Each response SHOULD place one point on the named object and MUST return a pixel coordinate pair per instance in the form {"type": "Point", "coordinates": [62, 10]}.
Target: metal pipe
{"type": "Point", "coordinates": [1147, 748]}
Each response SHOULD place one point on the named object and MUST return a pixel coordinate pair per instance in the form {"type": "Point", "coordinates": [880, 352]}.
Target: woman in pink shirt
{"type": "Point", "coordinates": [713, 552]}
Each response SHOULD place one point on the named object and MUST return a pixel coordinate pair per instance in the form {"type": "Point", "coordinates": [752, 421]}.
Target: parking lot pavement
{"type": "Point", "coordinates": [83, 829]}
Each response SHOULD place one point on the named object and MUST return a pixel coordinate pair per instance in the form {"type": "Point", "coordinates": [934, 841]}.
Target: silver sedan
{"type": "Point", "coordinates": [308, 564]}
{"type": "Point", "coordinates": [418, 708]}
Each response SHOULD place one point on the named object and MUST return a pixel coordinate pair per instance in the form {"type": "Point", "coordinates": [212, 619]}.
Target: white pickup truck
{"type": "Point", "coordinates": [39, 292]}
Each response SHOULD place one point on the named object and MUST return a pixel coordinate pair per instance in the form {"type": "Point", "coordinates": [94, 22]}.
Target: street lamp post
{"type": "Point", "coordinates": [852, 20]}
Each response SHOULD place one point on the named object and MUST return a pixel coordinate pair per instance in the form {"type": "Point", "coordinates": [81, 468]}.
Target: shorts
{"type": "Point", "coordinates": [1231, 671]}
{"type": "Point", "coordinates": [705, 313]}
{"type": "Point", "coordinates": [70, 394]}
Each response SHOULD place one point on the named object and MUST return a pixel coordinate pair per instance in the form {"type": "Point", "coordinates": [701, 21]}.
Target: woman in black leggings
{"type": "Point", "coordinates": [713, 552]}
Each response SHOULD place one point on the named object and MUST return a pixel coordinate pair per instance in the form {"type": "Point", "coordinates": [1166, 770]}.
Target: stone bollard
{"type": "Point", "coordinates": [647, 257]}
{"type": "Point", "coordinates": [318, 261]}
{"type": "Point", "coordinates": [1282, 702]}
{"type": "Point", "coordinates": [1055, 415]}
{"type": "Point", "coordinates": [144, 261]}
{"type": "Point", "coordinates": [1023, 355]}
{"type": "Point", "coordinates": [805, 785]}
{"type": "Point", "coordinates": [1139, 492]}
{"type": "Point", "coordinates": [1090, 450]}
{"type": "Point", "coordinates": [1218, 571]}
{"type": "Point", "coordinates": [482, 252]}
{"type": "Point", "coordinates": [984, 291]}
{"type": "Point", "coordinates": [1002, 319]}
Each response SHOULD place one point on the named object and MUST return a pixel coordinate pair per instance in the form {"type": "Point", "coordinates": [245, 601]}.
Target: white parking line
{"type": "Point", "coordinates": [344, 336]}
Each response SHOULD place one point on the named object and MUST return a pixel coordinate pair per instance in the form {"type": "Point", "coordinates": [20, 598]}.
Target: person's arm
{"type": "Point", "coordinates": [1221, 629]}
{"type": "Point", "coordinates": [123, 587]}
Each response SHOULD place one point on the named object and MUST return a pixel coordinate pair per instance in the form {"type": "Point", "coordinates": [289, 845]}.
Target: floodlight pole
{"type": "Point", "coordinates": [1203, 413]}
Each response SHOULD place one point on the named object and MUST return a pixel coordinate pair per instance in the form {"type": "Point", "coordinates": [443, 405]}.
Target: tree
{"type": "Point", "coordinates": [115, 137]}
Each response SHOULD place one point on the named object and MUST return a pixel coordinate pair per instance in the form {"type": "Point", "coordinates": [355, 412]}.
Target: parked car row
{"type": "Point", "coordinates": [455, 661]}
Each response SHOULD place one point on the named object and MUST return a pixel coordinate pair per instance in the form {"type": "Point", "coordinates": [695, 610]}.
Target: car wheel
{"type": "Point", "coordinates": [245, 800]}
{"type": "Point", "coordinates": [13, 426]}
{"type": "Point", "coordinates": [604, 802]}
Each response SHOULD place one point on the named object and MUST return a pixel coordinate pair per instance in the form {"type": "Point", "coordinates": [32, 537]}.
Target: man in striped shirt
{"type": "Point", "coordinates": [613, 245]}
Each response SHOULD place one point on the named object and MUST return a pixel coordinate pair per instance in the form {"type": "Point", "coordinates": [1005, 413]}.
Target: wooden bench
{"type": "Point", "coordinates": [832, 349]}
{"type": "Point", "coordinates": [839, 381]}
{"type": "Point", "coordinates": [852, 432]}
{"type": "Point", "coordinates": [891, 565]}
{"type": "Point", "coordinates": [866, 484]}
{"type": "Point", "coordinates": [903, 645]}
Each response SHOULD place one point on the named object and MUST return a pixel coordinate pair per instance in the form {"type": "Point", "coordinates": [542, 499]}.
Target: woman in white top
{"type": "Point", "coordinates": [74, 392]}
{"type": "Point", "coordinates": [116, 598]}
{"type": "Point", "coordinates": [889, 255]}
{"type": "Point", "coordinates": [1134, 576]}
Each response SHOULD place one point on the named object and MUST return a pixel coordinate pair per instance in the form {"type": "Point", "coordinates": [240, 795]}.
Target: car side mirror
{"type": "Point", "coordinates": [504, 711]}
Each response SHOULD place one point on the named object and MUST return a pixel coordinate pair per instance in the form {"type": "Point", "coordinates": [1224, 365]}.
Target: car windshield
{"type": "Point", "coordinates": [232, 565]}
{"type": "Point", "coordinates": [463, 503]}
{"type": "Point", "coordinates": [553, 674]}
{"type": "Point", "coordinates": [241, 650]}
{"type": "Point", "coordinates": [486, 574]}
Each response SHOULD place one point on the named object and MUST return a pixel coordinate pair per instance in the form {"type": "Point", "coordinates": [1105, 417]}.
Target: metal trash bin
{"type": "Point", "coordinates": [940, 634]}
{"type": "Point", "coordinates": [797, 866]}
******
> **Prompt**
Retype the entries precisely as they stand.

> **Exercise result**
Each response SHOULD place one point on the named object and MUST return a pixel coordinate pair per instance in the form {"type": "Point", "coordinates": [62, 10]}.
Target: metal pipe
{"type": "Point", "coordinates": [1147, 748]}
Each response SHOULD place one point on the named object and MUST return a pixel coordinate pair per instance in the form {"type": "Point", "coordinates": [880, 352]}.
Target: woman in pink shirt
{"type": "Point", "coordinates": [713, 552]}
Each response SHOULD place one point on the named object and MUST return a pixel coordinate pair per instance in the form {"type": "Point", "coordinates": [752, 421]}.
Target: parking lot pavement
{"type": "Point", "coordinates": [83, 829]}
Each response SHOULD place one point on the named object and MUST return a pixel coordinate pair per instance in the form {"type": "Point", "coordinates": [934, 841]}.
Target: silver sedan
{"type": "Point", "coordinates": [308, 564]}
{"type": "Point", "coordinates": [418, 708]}
Each response SHOULD place one point on the named object and MUST return a pixel coordinate pair per instance in the form {"type": "Point", "coordinates": [212, 619]}.
Target: white pickup truck
{"type": "Point", "coordinates": [39, 292]}
Each response SHOULD place one point on the named object and MUST return a pixel coordinate pair per instance in the form {"type": "Point", "coordinates": [94, 22]}.
Target: street lamp post
{"type": "Point", "coordinates": [852, 20]}
Each response SHOULD place one point on the named object and MUST return a pixel coordinate pair per instance in the form {"type": "Point", "coordinates": [81, 468]}.
Target: shorts
{"type": "Point", "coordinates": [1231, 671]}
{"type": "Point", "coordinates": [705, 313]}
{"type": "Point", "coordinates": [70, 394]}
Each response SHOULD place one point on the named object and MUST return a pixel coordinate pair per instance in the form {"type": "Point", "coordinates": [701, 21]}.
Target: woman in black leggings
{"type": "Point", "coordinates": [713, 552]}
Each response SHOULD place one point on the named object and MUST return a pixel coordinate pair per instance in the form {"type": "Point", "coordinates": [1166, 770]}.
Target: stone bollard
{"type": "Point", "coordinates": [647, 257]}
{"type": "Point", "coordinates": [318, 261]}
{"type": "Point", "coordinates": [1282, 702]}
{"type": "Point", "coordinates": [1055, 415]}
{"type": "Point", "coordinates": [144, 261]}
{"type": "Point", "coordinates": [1023, 355]}
{"type": "Point", "coordinates": [805, 785]}
{"type": "Point", "coordinates": [1139, 492]}
{"type": "Point", "coordinates": [1090, 450]}
{"type": "Point", "coordinates": [1218, 571]}
{"type": "Point", "coordinates": [482, 252]}
{"type": "Point", "coordinates": [984, 291]}
{"type": "Point", "coordinates": [1002, 319]}
Each response SHOULD place one point on the named object and MUST return a pixel coordinate pair per instance in the form {"type": "Point", "coordinates": [245, 601]}.
Target: white parking line
{"type": "Point", "coordinates": [344, 336]}
Each response SHOULD place one point on the named object and MUST return a pixel coordinate pair per instance in the form {"type": "Point", "coordinates": [20, 598]}.
Target: person's arm
{"type": "Point", "coordinates": [1221, 629]}
{"type": "Point", "coordinates": [123, 587]}
Each response SHOULD place one point on the named object and MUST return a pixel coordinate pair per instance in the form {"type": "Point", "coordinates": [289, 845]}.
Target: floodlight pole
{"type": "Point", "coordinates": [1203, 413]}
Each response SHOULD place one point on the named object and MUST return a pixel coordinate pair per instance in the form {"type": "Point", "coordinates": [443, 405]}.
Target: tree
{"type": "Point", "coordinates": [115, 137]}
Each response SHOULD place one point on the named object and MUST return a pixel coordinate pair per instance in the form {"type": "Point", "coordinates": [355, 412]}.
Target: parked car row
{"type": "Point", "coordinates": [455, 661]}
Each response SHOULD place one point on the named object and MUST return a pixel coordinate pair per instance in the form {"type": "Point", "coordinates": [695, 610]}.
Target: car wheel
{"type": "Point", "coordinates": [245, 800]}
{"type": "Point", "coordinates": [13, 426]}
{"type": "Point", "coordinates": [604, 802]}
Each response SHOULD place one point on the named object and MUST return a pixel coordinate pair per instance in the form {"type": "Point", "coordinates": [32, 537]}.
Target: man in striped shirt
{"type": "Point", "coordinates": [613, 245]}
Each response SHOULD place one point on the named object and MUST return a pixel coordinate pair per instance in the form {"type": "Point", "coordinates": [1005, 413]}.
Target: wooden bench
{"type": "Point", "coordinates": [832, 349]}
{"type": "Point", "coordinates": [839, 381]}
{"type": "Point", "coordinates": [852, 432]}
{"type": "Point", "coordinates": [891, 565]}
{"type": "Point", "coordinates": [866, 484]}
{"type": "Point", "coordinates": [903, 645]}
Each response SHOULD place one point on the named object and MUST return a pixel coordinate pair per instance in the form {"type": "Point", "coordinates": [542, 499]}.
Target: woman in white top
{"type": "Point", "coordinates": [74, 392]}
{"type": "Point", "coordinates": [116, 598]}
{"type": "Point", "coordinates": [889, 255]}
{"type": "Point", "coordinates": [1134, 576]}
Each response SHOULD place one point on the named object and MUST return a pixel coordinate pair per instance in the form {"type": "Point", "coordinates": [240, 795]}.
Target: car side mirror
{"type": "Point", "coordinates": [504, 711]}
Each response SHOULD place one point on the named object and MUST return a pixel coordinate pair per instance in the form {"type": "Point", "coordinates": [1224, 365]}.
Target: car windshield
{"type": "Point", "coordinates": [232, 565]}
{"type": "Point", "coordinates": [463, 503]}
{"type": "Point", "coordinates": [553, 674]}
{"type": "Point", "coordinates": [241, 650]}
{"type": "Point", "coordinates": [486, 574]}
Each response SHOULD place one point on the named object and MUST return a pixel coordinate pair per instance in the form {"type": "Point", "coordinates": [1105, 417]}.
Target: metal trash bin
{"type": "Point", "coordinates": [940, 634]}
{"type": "Point", "coordinates": [797, 866]}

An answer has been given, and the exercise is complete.